[Saved data entries]
════

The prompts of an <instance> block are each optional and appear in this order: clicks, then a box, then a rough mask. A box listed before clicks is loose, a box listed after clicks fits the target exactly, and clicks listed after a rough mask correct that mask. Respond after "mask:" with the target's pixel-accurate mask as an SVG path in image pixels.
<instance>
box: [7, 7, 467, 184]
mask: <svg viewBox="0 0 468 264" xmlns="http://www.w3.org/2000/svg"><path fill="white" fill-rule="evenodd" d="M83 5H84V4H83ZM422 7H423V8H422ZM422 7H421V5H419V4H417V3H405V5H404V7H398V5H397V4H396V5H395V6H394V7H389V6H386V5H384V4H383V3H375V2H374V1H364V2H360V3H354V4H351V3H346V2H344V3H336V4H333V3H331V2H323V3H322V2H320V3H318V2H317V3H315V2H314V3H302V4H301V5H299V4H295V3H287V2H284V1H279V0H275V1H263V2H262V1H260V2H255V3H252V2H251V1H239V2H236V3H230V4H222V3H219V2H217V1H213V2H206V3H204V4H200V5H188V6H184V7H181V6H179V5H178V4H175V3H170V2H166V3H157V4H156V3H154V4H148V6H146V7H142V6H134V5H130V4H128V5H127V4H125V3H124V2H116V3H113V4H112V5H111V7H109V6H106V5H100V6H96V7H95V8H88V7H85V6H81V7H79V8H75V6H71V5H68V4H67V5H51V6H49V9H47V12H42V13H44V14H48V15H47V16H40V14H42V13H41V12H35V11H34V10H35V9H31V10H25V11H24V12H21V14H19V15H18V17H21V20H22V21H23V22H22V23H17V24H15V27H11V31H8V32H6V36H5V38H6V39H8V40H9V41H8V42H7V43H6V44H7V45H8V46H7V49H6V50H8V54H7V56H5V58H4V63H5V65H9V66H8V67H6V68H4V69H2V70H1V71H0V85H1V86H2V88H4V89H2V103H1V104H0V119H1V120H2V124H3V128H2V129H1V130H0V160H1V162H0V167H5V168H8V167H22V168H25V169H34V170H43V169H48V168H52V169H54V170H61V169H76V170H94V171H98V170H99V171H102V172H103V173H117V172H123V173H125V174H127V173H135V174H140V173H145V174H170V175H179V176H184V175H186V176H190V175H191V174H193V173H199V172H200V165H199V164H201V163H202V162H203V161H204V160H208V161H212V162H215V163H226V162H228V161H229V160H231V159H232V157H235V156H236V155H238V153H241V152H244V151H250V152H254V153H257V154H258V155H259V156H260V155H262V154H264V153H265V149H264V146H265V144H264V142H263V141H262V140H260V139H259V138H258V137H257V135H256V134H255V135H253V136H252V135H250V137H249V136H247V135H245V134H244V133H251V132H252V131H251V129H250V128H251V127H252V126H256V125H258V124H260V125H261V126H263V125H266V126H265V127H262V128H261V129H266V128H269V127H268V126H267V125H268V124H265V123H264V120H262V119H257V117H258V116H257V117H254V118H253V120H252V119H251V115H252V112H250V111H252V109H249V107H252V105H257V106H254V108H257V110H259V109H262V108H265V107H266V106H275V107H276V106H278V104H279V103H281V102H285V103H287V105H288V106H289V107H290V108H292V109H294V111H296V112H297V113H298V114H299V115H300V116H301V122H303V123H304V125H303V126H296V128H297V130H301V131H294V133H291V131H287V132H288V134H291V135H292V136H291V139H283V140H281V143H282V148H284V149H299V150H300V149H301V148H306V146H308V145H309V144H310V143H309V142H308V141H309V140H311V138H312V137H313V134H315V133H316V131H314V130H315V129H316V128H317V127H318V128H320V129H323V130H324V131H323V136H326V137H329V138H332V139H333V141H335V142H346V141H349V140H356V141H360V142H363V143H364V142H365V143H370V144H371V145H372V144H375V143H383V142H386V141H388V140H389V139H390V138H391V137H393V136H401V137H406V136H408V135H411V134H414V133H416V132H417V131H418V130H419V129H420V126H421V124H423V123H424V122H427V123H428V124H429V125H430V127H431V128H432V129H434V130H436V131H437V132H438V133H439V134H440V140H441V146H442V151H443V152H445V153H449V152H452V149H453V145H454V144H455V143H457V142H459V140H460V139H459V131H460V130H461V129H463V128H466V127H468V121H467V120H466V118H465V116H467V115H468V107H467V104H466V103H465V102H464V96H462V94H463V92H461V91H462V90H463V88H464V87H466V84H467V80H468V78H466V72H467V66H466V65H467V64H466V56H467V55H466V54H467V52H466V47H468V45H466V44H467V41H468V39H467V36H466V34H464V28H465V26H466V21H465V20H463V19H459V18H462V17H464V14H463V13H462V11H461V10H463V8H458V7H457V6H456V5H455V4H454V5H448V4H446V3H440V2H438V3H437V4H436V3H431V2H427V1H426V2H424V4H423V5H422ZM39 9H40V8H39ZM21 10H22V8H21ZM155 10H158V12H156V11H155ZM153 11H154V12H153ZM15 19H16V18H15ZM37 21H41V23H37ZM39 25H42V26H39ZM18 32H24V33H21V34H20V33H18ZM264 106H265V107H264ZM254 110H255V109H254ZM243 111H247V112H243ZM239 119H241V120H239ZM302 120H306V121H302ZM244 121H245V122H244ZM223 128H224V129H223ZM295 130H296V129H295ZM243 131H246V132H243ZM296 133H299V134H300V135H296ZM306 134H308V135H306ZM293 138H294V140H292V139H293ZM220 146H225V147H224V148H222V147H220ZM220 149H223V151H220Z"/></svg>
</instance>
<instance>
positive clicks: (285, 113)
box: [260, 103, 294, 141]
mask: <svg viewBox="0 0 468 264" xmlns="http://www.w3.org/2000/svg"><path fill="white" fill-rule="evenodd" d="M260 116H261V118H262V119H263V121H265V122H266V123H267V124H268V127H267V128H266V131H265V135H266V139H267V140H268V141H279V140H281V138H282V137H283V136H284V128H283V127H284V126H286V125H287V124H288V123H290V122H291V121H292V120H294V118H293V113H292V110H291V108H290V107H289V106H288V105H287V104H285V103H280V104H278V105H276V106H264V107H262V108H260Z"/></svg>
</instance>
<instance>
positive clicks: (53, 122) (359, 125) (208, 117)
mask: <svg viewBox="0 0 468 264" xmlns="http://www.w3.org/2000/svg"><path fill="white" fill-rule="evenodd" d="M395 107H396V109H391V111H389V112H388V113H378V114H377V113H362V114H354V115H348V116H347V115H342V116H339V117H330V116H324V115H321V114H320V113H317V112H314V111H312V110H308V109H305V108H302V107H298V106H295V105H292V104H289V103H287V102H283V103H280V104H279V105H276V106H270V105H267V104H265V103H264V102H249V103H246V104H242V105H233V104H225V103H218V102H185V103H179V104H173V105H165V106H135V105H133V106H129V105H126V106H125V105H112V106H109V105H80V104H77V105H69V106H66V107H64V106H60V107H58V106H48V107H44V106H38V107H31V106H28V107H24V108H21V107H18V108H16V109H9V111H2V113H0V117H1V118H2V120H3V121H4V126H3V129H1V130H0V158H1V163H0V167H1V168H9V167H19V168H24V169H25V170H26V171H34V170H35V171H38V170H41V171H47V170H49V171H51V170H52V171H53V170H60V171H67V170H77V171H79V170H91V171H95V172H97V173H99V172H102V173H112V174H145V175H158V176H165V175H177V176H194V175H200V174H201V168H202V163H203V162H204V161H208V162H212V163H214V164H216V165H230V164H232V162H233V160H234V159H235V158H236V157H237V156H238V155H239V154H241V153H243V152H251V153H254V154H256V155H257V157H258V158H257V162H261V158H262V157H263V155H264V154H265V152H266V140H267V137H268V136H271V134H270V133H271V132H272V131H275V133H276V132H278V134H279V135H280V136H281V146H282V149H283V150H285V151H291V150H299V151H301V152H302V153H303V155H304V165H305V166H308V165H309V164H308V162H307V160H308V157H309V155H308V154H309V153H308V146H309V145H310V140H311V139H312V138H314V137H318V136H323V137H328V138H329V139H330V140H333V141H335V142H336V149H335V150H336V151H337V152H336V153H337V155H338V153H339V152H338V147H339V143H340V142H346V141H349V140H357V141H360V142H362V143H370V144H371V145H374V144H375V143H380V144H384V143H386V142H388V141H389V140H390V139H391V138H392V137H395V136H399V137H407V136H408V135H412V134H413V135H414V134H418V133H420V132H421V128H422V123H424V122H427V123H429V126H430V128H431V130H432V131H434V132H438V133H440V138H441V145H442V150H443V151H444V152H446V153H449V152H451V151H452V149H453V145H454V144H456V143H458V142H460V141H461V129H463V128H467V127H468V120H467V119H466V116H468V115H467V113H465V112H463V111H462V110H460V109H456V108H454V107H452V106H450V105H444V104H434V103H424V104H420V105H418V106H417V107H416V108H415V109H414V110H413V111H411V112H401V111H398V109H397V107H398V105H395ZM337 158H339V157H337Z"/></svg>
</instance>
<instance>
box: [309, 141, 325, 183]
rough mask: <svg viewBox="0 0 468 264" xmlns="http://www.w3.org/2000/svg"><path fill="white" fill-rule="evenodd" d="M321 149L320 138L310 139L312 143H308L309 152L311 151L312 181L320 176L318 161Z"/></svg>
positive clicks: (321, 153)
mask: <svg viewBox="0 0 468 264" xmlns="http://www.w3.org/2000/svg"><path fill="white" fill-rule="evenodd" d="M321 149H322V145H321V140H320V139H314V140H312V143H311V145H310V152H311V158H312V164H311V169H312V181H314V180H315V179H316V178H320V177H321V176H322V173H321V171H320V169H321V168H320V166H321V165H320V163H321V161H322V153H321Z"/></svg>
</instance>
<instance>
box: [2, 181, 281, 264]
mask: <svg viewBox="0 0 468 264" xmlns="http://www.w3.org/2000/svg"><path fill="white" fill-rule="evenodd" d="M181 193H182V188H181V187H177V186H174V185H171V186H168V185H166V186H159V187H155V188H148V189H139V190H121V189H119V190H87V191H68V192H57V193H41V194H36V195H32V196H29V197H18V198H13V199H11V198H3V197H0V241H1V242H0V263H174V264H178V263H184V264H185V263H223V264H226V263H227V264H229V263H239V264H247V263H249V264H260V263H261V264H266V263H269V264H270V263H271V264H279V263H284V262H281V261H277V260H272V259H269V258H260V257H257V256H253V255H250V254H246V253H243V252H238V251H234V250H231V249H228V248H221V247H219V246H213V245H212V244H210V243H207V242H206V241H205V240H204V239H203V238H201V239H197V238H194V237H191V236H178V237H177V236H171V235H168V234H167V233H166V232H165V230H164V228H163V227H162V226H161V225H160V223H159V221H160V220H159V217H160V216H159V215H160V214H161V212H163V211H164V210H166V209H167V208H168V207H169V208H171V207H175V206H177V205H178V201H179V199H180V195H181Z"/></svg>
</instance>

════

> Your objective: Scan the records above for the string "positive", then select every line that holds it.

> Answer space:
positive clicks: (285, 113)
positive clicks: (53, 122) (359, 125) (208, 117)
positive clicks: (321, 153)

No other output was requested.